PASSAGE FOR REVIEW
————

Chinchilla magistrate Matthew McLaughlin was clearly sympathetic. In a tight little courtroom on Queensland’s Darling Downs, with camera crews waiting outside, he told the three defendants he was well aware of the debate about coal seam gas and had his own personal views about it.
I’ve done some reading recently in a National Geographic, if I remember, that raised great concerns with me personally about what’s happening. It was talking about what’s already happened in the United States … My own personal opinion though is irrelevant, of course. I’m simply here to enforce the rules that the government makes … So, if you want to make a speech to me about the unfairness of it all, you can but I can’t do anything about it … You’re probably preaching to the converted.¹
Elizabeth Conners, Bob Irwin and Thomas Brookes proceeded to plead guilty to the charge of contravening a direction by a police officer on 12 April 2011, outside the Queensland Gas Company office at Wieambilla, to move off the roadway immediately where they were blocking traffic. They had been protesting against the company’s installation of a pipeline connecting coal seam gas wells on the rural estates at Tara, where a residents’ blockade had been under way for weeks.
Bob Irwin, father of late conservationist Steve, had prepared a short two-minute speech and he took the opportunity to read it to the court, thanking the police officers for the way they handled the situation.
As to why I committed the offence, I have devoted most of my life to the protection of Australia’s wildlife and the environment by both direct action and by raising people’s awareness and that’s the important part, your Honour, is people’s awareness.
I have felt very strongly about a number of issues affecting wildlife in the past but never so strongly as to make me consider breaking the law, in order to get people to sit up and take notice. However, I believe that the coal seam gas industry will be so devastating to Australia’s environment and the people that I had no other choice.
In the USA, as your Honour’s aware, this industry has resulted in poisoned water supplies and not just to individuals but to entire towns. Governments here and overseas are blinded by the short-term financial gain and do not see the misery and the destruction that is taking place. The possible contamination of the Great Artesian Basin by the toxic chemicals used in this process is totally unacceptable to all Australians and I would say, your Honour, I will continue to fight for a safe and healthy environment and those are the reasons that I got arrested, your Honour.

————

WORK INSTRUCTION A
Say whether each statement agrees with the passage on the Chinchilla court case, answering yes or no and quoting the words from the passage that decide it: (i) The magistrate said his personal opinion was relevant to the case. (ii) The three defendants pleaded guilty. (iii) Bob Irwin's speech thanked the police officers.
WORK INSTRUCTION B
Write the next part of the passage on the Chinchilla court case, picking up after its final sentence.

————

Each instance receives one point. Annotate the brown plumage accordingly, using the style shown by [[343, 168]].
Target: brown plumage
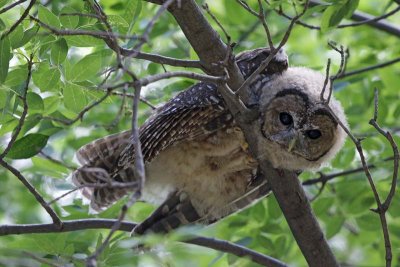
[[196, 158]]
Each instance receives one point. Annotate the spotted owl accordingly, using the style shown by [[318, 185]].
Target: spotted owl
[[198, 167]]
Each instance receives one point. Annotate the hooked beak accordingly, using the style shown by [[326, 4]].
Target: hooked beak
[[292, 143]]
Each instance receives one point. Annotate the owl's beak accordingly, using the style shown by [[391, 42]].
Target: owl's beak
[[292, 143]]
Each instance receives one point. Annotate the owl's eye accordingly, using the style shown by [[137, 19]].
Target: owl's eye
[[285, 118], [313, 134]]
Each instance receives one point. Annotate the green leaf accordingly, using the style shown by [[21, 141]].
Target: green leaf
[[35, 102], [369, 222], [59, 51], [17, 76], [51, 104], [74, 97], [49, 168], [47, 17], [46, 78], [274, 210], [5, 56], [85, 68], [133, 9], [2, 25], [69, 21], [27, 146], [16, 37]]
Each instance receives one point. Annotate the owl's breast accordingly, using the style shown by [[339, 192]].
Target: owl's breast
[[213, 170]]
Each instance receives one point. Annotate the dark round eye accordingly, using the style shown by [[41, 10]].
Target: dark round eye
[[285, 118], [313, 134]]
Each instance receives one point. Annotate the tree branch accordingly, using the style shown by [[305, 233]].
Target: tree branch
[[86, 224], [286, 186]]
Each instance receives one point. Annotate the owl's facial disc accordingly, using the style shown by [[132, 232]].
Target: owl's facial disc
[[298, 129]]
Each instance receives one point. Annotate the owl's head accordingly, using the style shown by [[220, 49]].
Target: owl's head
[[301, 131]]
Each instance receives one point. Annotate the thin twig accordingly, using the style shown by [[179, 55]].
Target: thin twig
[[5, 9], [21, 120], [81, 113], [74, 32], [369, 68], [381, 208], [191, 75], [40, 259], [85, 224], [150, 24], [160, 59], [363, 20], [56, 220]]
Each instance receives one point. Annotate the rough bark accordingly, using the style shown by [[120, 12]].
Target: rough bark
[[285, 185]]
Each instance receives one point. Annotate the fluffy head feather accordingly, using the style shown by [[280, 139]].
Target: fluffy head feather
[[302, 132]]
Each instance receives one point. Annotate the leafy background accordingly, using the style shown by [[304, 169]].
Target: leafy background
[[65, 75]]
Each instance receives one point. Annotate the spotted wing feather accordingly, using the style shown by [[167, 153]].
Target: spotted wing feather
[[195, 112]]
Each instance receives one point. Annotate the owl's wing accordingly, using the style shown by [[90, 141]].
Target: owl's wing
[[195, 112]]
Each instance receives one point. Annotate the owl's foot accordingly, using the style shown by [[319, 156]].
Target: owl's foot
[[176, 210]]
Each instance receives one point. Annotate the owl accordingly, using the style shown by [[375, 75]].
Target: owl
[[198, 167]]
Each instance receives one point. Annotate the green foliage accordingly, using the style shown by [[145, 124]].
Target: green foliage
[[66, 74]]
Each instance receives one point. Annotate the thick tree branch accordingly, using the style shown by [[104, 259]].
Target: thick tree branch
[[286, 186], [87, 224]]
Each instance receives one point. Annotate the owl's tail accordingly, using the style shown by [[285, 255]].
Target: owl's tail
[[96, 177]]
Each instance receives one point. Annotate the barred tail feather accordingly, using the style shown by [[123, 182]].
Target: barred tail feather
[[96, 177]]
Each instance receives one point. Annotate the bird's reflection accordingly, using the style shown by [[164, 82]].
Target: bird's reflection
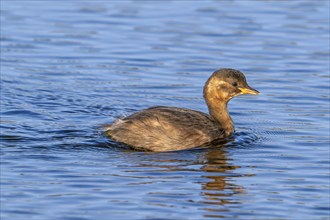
[[220, 174], [211, 168]]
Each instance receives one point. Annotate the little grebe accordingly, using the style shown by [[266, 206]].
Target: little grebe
[[169, 128]]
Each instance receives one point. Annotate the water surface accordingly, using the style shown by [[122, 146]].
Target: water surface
[[68, 68]]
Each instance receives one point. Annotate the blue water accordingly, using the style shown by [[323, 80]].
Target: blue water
[[69, 67]]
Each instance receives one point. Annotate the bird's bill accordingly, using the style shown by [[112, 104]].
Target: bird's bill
[[249, 90]]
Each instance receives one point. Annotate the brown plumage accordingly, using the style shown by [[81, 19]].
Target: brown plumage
[[169, 128]]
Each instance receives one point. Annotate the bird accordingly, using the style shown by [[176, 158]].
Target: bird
[[163, 128]]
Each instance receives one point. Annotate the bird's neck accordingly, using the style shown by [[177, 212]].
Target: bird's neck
[[219, 112]]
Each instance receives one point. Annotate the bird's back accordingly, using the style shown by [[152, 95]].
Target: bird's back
[[165, 129]]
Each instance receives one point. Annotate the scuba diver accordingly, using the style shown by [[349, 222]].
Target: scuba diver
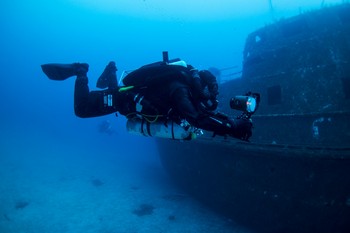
[[166, 99]]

————

WRITTEN ANSWER A
(i) No: "My own personal opinion though is irrelevant, of course."
(ii) Yes: "proceeded to plead guilty"
(iii) Yes: "thanking the police officers for the way they handled the situation"

WRITTEN ANSWER B
Brookes gave an equally rousing speech, warning he had lived in the US and that what the coal seam gas industry was doing ‘here in Tara and the rest of Australia was an exact repeat of what’s gone on over there. One set of rules for them and one set of rules for everybody else and this industry makes people sick literally.’
Your Honour, I was told by Ross Dunn who is the coal seam gas industry director of [peak lobby group] APPEA [the Australian Petroleum Production and Exploration Association], at a forum recently that the coal seam gas industry can’t guarantee not to poison the Great Artesian Basin and this was also said outside this morning by one of the officials of QGC. I asked him straight, the same question, ‘Can you guarantee not to poison the Great Artesian Basin?’ and he said, ‘No, they can’t guarantee that’. But your Honour, this is insanity.
After commenting that the defendants had spoken passionately, and were law-abiding, mature citizens – not grandstanding, but with a genuine grievance – the magistrate advised them to set up a political party and offered each one a $200 bond, if they promised to be of good behaviour for a year. Were they prepared to sign it?
DEFENDANT IRWIN: No, your Honour.
BENCH: You’re not?
DEFENDANT IRWIN: I can’t accept that, your Honour.
BENCH: Would you prefer to get a fine?
DEFENDANT IRWIN: Yes, your Honour.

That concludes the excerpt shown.